> Work to do
Pull every line of text from the data below verbatim, omitting the pictures.

(Rows from a dataset)

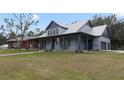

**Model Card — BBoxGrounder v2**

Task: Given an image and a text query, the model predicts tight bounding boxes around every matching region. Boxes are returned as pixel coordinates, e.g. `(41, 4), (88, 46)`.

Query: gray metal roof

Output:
(40, 20), (107, 37)
(63, 21), (88, 34)
(9, 20), (107, 41)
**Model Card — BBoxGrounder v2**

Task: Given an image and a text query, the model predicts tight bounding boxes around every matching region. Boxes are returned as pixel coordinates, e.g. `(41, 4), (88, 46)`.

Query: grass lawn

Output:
(0, 49), (33, 54)
(0, 52), (124, 80)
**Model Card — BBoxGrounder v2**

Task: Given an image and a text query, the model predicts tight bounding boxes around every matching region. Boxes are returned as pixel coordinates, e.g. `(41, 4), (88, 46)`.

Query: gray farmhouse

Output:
(8, 20), (111, 51)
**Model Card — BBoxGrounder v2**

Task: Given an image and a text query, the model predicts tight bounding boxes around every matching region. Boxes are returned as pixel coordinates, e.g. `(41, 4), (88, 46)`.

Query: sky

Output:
(0, 13), (113, 30)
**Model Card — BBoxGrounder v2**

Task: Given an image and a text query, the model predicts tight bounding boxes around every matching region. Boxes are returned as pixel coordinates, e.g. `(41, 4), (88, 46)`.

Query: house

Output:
(8, 20), (110, 51)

> Task result
**Model Card — BBoxGrounder v2**

Task: Given an image and a text query, the model predicts tight bounding boxes around every matching region. Boxes are returned as pixel coordinates, e.g. `(41, 4), (88, 46)`.

Query: gray metal roof

Output:
(40, 20), (107, 37)
(63, 21), (88, 34)
(9, 20), (107, 41)
**Model Card — BBoxGrounder v2**

Task: Given an image and a text query, the model predicts tight bounding boxes around every matching region. Boxes are returned as pixel coordinates, e.g. `(41, 4), (88, 46)`.

Query: grass lawn

Output:
(0, 49), (33, 54)
(0, 52), (124, 80)
**Model Card — BBoxGrounder v2**

Task: Given an image and a text query, the model predicts tight bounding boxes around every matching region. Boxes are returned as pixel coordinates, e.g. `(41, 4), (88, 46)`.

Query: gray farmhouse

Output:
(8, 20), (111, 51)
**Model Card — BBoxGrounder v2**

Task: Given an image and a text query, the model predicts tight bounding boxes around every matching region. Boxes are returned as pixel coordinates, e.g. `(41, 4), (88, 46)`.

Query: sky

Output:
(0, 13), (113, 30)
**Model Card — BBoxGrounder v2**

Task: Given an image and a text query, the model predicts tight bounding boxes around every matching region. Boxes are returned as pixel coordinates, e.g. `(41, 4), (88, 46)`.

Query: house

Output:
(8, 20), (110, 51)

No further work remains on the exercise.